Work to do
Each line below should be reproduced without any alteration.

Supplied information
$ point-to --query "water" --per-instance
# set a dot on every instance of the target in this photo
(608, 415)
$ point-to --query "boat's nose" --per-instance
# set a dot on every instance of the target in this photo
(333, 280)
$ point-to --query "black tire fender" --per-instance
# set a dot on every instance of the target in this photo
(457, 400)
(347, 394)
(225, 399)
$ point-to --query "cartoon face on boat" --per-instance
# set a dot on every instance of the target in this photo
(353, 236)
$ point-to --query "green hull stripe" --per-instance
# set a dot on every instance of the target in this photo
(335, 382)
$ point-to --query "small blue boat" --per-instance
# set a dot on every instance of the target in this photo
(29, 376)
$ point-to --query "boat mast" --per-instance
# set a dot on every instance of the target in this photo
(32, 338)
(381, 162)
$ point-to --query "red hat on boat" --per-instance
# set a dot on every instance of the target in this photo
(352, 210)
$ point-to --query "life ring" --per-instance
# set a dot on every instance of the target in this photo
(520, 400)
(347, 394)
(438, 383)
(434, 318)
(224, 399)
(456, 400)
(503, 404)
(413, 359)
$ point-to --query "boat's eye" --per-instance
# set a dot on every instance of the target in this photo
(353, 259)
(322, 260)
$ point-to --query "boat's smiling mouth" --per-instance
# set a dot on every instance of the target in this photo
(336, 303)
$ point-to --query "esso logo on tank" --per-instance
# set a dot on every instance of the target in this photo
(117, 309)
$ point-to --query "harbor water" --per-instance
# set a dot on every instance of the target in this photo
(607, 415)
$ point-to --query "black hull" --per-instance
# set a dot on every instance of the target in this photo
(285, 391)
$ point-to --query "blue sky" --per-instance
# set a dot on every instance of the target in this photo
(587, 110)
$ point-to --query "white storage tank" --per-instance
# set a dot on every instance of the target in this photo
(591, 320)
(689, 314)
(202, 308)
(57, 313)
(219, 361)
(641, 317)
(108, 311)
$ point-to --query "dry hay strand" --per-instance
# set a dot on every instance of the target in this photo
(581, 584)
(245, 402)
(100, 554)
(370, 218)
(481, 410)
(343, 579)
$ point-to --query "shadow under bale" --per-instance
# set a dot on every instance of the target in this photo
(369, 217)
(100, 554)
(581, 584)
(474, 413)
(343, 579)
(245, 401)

Exercise answer
$ point-to --query "water" --per-instance
# set a dot on every instance of the target in this photo
(608, 415)
$ point-to --query "boat's nose" --per-instance
# set a dot on every instance of the target in this photo
(333, 280)
$ point-to --query "black tire fender" --per-instance
# set a dot on every instance of the target in this photo
(457, 400)
(347, 394)
(225, 399)
$ point-to --query "cartoon face on boat" --per-instance
# set a dot on every instance of the target in this photo
(353, 236)
$ point-to --query "green hull stripe" --per-instance
# set a dot on every instance of the target in this photo
(335, 382)
$ point-to --query "small blue boat" --per-instance
# set a dot on every instance of the target in this photo
(29, 376)
$ point-to --query "boat mast" --per-instance
# set a dot on every instance of the target in this photo
(32, 338)
(381, 162)
$ point-to --query "red hat on boat" --per-instance
# set a dot on every instance of the target in this photo
(352, 210)
$ point-to --query "life ring" --per-instance
# set a dot on every instance of the target in this photo
(520, 400)
(347, 394)
(438, 383)
(434, 318)
(224, 399)
(456, 400)
(503, 404)
(413, 359)
$ point-to --query "boat's eye" --per-instance
# set a dot on every instance of the target in this photo
(353, 259)
(322, 260)
$ point-to --query "boat's smiling mouth" --per-instance
# set a dot on every instance of the target in this photo
(336, 303)
$ point-to --query "esso logo on tank" --per-instance
# set a dot on every instance of the target in this photo
(117, 309)
$ point-to --query "harbor water" --per-instance
# set a dot on every instance of the target in this photo
(607, 415)
$ point-to --query "black hull" --per-instance
# set a dot on every instance of the target in this photo
(285, 391)
$ point-to --query "blue sky" --per-instance
# set a dot on every instance of the target in this photo
(587, 110)
$ point-to --query "white storage tank" --per-instance
# set a dot on every instance of the target in this photo
(591, 320)
(689, 314)
(202, 308)
(57, 313)
(219, 361)
(641, 317)
(108, 311)
$ point-to --query "dry hay strand" --per-instance
# set a dot on every instance of the target in this photo
(581, 584)
(245, 402)
(100, 554)
(370, 218)
(481, 410)
(343, 579)
$ point-to --query "shadow under bale" --per-instance
# set a dot on every instance of the target in this photo
(369, 217)
(100, 554)
(581, 584)
(474, 413)
(343, 579)
(245, 401)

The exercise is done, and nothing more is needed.